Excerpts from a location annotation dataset
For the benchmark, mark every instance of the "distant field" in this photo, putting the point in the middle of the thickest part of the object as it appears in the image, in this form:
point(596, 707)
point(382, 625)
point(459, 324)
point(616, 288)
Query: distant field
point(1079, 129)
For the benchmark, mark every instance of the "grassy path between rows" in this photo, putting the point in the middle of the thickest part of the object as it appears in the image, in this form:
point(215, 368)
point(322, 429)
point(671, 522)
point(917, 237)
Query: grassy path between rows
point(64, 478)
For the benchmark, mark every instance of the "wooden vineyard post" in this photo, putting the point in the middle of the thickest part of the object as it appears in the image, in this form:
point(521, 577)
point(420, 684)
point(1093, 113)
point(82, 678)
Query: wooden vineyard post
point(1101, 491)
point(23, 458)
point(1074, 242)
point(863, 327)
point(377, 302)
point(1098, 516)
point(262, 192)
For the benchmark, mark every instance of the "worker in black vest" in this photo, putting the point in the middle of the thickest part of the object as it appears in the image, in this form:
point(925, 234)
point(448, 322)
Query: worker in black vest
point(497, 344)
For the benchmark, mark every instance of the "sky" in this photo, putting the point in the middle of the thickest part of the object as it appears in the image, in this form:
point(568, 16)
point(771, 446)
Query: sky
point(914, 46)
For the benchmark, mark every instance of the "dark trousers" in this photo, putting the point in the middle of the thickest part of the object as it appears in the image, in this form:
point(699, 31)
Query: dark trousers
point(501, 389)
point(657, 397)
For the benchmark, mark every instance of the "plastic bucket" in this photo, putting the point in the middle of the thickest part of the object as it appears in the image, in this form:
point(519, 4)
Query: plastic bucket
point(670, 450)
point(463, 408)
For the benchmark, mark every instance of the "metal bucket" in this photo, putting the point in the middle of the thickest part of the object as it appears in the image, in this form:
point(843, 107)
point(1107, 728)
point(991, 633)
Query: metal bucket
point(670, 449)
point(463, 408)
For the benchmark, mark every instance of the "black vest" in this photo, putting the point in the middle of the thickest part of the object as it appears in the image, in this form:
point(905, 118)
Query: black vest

- **YOUR OBJECTIVE**: Gather every line of the entries above that contains the word "grassy", and treat uppercase and lowercase as different.

- **EXERCISE ANSWER**:
For the benchmark, mark every instance of the "grassy path between rows" in this photo, putting the point in the middle of the thickest part of the object as it appears in the image, in this form:
Query: grassy path between rows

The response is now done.